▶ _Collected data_
☆ ☆ ☆ ☆ ☆

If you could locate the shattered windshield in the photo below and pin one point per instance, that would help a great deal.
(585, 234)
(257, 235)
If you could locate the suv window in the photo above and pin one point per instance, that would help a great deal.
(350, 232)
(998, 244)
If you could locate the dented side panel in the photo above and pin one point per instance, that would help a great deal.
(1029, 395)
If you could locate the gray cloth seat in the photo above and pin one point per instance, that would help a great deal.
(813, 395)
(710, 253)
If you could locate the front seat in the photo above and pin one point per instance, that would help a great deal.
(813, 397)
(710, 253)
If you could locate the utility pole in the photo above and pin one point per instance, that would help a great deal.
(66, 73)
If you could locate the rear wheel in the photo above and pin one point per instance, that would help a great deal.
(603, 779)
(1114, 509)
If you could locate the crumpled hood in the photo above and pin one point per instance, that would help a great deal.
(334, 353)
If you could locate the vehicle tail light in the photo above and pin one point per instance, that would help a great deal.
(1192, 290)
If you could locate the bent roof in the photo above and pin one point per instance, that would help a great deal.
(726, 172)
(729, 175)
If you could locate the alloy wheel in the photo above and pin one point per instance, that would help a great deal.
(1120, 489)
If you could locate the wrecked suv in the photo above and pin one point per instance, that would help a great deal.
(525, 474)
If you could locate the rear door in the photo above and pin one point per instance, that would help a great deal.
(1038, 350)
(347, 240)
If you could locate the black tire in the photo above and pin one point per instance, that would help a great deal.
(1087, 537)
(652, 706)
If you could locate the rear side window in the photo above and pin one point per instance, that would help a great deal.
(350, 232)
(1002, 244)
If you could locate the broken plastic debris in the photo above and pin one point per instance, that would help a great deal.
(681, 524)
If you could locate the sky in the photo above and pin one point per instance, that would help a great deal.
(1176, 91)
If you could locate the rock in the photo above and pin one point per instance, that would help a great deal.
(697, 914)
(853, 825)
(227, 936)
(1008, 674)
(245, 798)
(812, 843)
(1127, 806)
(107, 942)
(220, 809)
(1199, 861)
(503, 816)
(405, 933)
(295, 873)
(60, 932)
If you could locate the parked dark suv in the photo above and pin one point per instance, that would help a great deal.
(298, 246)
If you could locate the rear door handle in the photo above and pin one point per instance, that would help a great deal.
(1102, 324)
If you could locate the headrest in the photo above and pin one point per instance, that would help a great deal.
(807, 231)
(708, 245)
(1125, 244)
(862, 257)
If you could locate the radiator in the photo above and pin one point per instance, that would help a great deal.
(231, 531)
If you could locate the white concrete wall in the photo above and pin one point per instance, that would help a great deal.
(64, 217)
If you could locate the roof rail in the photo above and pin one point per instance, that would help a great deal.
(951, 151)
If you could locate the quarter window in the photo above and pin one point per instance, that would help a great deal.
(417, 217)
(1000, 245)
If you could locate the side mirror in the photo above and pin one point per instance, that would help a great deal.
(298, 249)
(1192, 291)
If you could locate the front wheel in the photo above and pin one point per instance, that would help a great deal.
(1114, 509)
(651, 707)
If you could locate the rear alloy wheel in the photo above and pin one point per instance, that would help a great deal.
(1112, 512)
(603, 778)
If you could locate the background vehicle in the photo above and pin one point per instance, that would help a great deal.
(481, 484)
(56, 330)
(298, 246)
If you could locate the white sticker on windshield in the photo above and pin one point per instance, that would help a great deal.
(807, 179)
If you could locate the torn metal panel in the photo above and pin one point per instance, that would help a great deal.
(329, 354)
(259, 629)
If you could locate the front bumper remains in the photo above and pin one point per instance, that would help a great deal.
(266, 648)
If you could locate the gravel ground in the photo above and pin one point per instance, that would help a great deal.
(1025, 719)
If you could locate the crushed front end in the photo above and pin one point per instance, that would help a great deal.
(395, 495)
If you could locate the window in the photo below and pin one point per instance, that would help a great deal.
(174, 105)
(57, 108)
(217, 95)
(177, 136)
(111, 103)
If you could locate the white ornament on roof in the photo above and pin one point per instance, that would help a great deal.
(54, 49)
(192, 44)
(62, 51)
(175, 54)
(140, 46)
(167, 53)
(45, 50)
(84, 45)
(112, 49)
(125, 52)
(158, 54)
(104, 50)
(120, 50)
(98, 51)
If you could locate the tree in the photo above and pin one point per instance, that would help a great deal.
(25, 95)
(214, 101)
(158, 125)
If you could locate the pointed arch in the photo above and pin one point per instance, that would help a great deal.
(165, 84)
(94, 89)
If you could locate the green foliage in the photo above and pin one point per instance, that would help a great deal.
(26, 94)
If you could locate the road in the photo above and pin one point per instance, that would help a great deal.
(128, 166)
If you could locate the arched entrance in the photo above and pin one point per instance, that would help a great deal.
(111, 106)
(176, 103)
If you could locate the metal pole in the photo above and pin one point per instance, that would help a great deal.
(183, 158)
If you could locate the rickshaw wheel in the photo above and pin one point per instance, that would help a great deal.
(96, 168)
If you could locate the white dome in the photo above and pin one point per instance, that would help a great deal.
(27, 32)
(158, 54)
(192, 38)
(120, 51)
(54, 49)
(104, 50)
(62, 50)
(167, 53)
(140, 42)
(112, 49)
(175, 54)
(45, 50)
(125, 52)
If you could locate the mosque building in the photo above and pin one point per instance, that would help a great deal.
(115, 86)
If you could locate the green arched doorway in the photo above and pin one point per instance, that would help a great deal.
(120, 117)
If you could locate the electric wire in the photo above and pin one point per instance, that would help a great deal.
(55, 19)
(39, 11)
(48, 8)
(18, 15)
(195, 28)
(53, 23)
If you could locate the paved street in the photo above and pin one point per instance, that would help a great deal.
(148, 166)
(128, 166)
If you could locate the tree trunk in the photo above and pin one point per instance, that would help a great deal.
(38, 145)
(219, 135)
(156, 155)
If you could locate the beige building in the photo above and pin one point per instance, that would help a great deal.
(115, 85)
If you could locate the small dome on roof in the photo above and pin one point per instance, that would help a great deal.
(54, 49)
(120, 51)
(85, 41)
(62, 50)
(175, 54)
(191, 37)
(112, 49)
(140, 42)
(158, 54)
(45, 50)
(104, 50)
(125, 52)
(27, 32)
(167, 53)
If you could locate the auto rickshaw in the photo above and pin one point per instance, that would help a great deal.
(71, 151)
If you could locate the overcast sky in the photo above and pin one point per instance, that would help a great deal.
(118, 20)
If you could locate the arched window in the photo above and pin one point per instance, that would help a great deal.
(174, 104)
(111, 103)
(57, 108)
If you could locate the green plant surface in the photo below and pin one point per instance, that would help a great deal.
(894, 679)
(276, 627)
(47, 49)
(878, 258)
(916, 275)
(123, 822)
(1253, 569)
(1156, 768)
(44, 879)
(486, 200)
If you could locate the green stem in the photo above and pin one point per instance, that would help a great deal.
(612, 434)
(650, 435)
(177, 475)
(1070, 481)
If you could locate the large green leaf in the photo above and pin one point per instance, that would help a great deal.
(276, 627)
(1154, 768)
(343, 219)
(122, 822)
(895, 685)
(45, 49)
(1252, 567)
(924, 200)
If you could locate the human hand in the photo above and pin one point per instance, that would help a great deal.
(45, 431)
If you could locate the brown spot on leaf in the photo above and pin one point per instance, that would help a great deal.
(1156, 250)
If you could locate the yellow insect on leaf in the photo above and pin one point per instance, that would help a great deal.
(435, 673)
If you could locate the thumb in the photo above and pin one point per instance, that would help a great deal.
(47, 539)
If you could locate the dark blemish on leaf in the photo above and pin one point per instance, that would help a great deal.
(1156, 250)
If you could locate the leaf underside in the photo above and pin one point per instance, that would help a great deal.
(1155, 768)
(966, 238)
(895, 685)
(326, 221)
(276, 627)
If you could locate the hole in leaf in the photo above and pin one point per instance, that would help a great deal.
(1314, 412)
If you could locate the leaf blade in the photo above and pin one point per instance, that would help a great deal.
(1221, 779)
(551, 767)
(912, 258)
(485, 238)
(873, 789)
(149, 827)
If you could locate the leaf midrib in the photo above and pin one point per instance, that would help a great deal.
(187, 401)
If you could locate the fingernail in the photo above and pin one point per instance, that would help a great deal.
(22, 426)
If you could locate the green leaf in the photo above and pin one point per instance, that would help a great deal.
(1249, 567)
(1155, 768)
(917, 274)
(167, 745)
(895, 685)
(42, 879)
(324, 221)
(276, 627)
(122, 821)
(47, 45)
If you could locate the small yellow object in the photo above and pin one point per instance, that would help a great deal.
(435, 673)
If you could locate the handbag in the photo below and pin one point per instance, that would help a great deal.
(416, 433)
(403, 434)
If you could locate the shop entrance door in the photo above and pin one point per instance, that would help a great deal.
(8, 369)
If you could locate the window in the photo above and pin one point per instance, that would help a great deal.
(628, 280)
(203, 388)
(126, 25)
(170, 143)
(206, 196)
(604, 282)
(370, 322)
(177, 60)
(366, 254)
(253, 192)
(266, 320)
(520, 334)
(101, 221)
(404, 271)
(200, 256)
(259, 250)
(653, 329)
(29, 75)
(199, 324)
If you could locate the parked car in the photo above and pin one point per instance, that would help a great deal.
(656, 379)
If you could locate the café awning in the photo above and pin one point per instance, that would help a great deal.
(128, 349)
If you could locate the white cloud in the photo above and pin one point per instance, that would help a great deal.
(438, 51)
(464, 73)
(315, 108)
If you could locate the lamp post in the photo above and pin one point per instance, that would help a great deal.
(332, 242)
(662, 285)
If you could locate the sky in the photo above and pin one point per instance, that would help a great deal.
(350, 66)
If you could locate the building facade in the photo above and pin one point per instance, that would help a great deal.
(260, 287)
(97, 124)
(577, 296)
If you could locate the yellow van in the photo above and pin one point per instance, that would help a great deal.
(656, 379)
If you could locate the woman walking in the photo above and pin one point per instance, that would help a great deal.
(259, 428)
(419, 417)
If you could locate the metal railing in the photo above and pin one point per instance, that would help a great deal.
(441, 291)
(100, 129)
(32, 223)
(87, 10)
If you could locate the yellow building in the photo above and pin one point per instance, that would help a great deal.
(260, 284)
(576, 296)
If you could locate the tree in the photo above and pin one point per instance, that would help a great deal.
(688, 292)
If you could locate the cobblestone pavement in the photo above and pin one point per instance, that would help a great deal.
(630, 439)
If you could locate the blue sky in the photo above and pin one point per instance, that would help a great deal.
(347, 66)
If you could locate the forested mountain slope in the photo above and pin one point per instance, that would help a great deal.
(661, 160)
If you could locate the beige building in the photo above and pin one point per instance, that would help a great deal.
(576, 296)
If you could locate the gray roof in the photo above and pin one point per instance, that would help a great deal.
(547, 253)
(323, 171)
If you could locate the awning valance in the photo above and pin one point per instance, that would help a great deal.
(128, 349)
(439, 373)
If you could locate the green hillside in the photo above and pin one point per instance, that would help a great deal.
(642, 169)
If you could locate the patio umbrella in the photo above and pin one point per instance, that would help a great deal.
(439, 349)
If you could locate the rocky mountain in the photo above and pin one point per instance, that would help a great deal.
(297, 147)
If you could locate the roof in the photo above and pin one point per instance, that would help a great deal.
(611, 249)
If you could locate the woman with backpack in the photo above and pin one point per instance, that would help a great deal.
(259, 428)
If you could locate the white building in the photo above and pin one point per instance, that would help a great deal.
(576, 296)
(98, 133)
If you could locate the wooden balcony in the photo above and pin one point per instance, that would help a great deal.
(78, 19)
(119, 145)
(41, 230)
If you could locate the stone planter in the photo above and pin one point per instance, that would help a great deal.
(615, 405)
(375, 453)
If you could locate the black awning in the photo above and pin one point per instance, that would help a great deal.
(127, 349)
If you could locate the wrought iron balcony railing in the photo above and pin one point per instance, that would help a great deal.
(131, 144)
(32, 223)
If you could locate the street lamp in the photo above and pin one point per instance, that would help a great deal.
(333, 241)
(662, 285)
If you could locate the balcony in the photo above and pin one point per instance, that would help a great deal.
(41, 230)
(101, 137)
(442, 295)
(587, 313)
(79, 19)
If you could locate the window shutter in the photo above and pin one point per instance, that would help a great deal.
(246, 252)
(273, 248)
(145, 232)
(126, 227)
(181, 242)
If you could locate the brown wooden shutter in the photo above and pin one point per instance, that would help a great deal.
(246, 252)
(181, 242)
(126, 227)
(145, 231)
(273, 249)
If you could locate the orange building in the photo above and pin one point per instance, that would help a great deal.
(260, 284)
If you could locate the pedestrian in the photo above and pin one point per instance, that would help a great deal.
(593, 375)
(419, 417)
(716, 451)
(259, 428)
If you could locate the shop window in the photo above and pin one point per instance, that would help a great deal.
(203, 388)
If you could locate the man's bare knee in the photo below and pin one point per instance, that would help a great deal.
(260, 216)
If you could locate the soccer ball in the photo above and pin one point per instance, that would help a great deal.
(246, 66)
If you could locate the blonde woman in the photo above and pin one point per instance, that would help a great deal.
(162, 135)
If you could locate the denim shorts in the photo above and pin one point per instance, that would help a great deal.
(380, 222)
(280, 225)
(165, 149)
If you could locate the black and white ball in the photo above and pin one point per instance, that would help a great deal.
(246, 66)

☆ ☆ ☆ ☆ ☆

▶ _WHAT IS BEING ASKED_
In the listing above, find the line containing "If you could locate the pedestrian" and please quote exactly that line through the last one, and no other lines.

▶ _RESULT OF THE EXERCISE_
If you could locate the pedestrian in the photo above and pin one point per instance, that would help a great deal.
(593, 375)
(419, 417)
(716, 451)
(259, 428)
If you could locate the shop window in the photo above and pin one point per instance, that would help a great deal.
(203, 388)
If you could locate the man's bare knee in the photo below and pin one point per instance, that would help a great deal.
(260, 216)
If you could locate the soccer ball in the photo above and pin one point per instance, that would help a great deal.
(246, 66)
If you could locate the blonde woman in the photo above and pin one point per instance, that would help a great deal.
(162, 135)
If you could locate the denim shorts in the photo above and pin one point per instance, that would help a great deal.
(380, 222)
(280, 225)
(165, 149)
If you could locate the black and white ball in the photo above and pin one point per instance, that would help a great deal.
(246, 66)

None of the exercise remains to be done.